Passage to read:

Jane Dutton was a voracious reader. Over the years, I relied on Jane’s Picks – her monthly book reviews and recommendations. In breakfast meetings, with her usual wicked wit, Jane would recall the latest episode of the television series that she was watching and she would leave us in stitches.
Jane watched it all, she read it all, and she shared it all.
Jane retired from the Gale Free Library in Holden, MA and ended her official library career earlier than expected in 2011. On a wing and a prayer (and an enormous belief in the great things that would come) she moved to The Netherlands to live with her newfound partner (and future wife), Natasha. From the town of Utrecht, twenty miles from Amsterdam, Jane quickly began writing blog posts that described her unique experience of a retired-American librarian in The Netherlands. I wasn’t alone in loving to read Jane’s blog. Two years after writing her first post, Jane announced that she was receiving 30,000 web hits from all over the world.
True to Jane’s form, each of Jane’s posts was headed by a movie title. The posts usually finished with some kind of recommended reading or watching. Some posts were poignant and most were hilarious.
One of my favorites was “The Breakfast Club” written on April 15, 2011. She explained the Dutch love of Nutella and sprinkles (as large as ‘ants on steroids’) - a touch of sweetness simply spread on bread for breakfast. She described omelets eaten for any meal, any time. She ended that "Breakfast Club" post with Jane’s Boekentips (translated from the Dutch to English as “book tips): Breakfast with Scot by Michael Downing, Breakfast with Buddha by Roland Merullo and Bachelor Brothers’ Bed and Breakfast by Bill Richardson.
In another early blog post named Up, Jane described the years she spent as the tallest girl in school in California. As an adult, she stood 5’8” and felt as if she towered above most people. In Holland, however, the Dutch (the tallest people in world) often made Jane “feel like a Smurf in the land of Avatar.” Her recommended reading? The Giant’s House by Elizabeth McCracken and The Giant of Aberdeen County by Tiffany Baker.
In February, Jane described how she had just received a jury summons from Massachusetts, three years after she had departed the Commonwealth for Holland. “I guess word of my exit had not reached the courthouse,” she wrote. She then explained that there are no juries in The Netherlands. The judge decides the case. Her post ended with a recommendation to watch 12 Angry Men.
Jane wrote her last post from The Netherlands just three years after her first. On April 15, Jane’s wife Natasha posted for her; Jane could no longer type or write. It was a dictated description of her last journey with The Mary Tyler Moore Show - hilarious, American 70s television that was helping her to ease the pain of liver cancer. As usual, Jane was remarkable. She was funny and honest, and she shared her love of all 168 episodes.
When Jane Dutton lost her not-quite-three-month battle on April 17, I sat in disbelief. A group of her friends, myself included, had just gathered the week before for a photograph meant to humor and heal her. While the photo touched her deeply when it reached her online through the magic of Facebook, how could she have lost her battle so quickly? My heart broke for her wonderful new family and her host of friends around the world. How would we never read another post, another book or movie recommendation, another bit of wicked wit from a woman who spent her life sharing her wisdom with others?
I will always be inspired by Jane Dutton, the quintessential librarian. If I could have, I would have told her: “Rest in peace, Jane, knowing that I will reread your blog posts and “boekentips” with the same smile - but this time with a tear in my eye.”

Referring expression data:
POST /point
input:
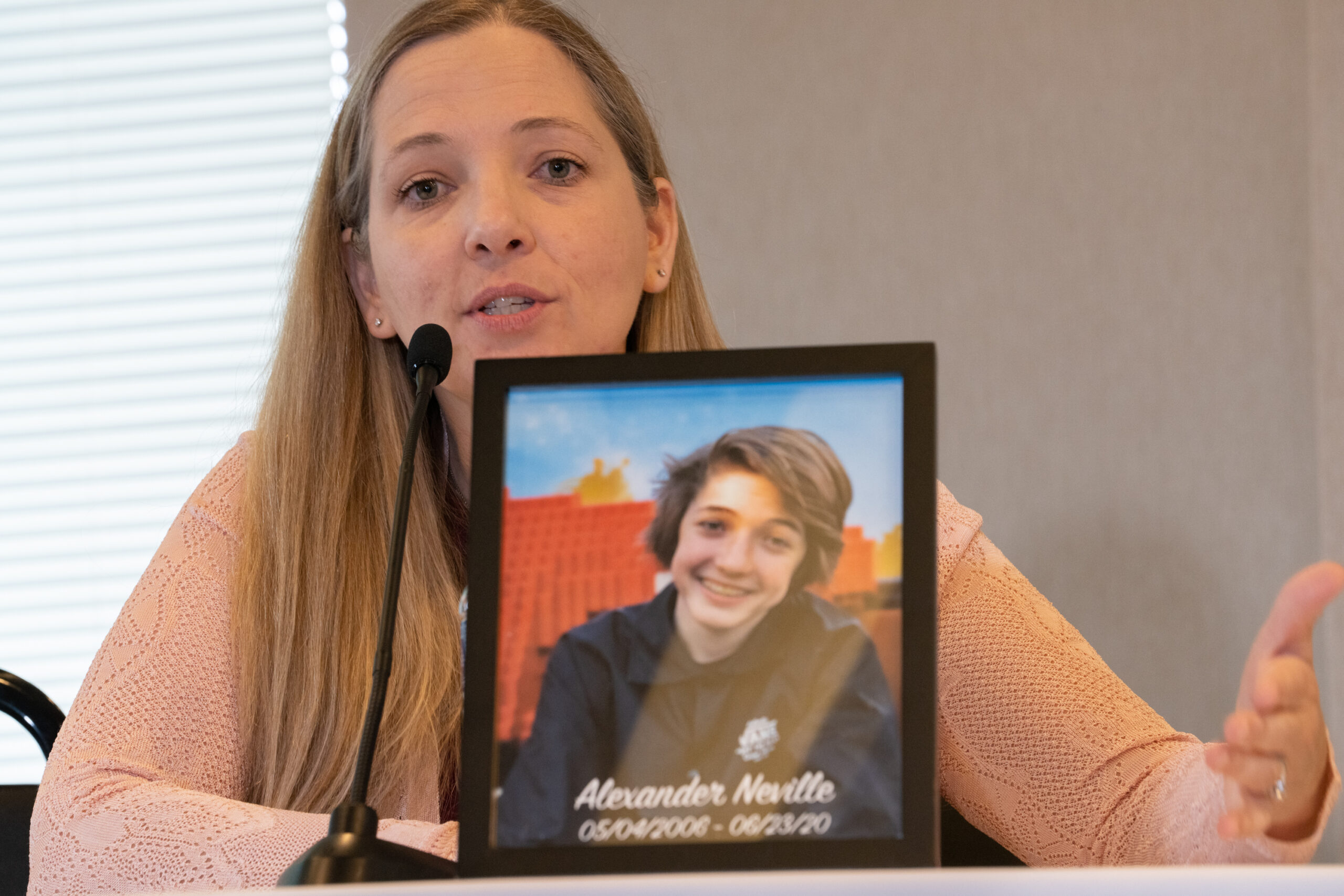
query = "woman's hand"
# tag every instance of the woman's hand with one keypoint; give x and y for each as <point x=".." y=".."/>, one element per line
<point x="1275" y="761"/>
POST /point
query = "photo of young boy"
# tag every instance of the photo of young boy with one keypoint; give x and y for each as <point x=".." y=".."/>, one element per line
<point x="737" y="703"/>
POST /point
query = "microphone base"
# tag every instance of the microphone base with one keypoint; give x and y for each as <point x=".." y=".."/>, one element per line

Exercise directions:
Answer these questions from the tribute to Jane Dutton:
1. Which library did Jane retire from?
2. How tall was Jane as an adult?
3. How many episodes of The Mary Tyler Moore Show did she share her love of?

Answer area:
1. The Gale Free Library in Holden, MA
2. 5’8”
3. 168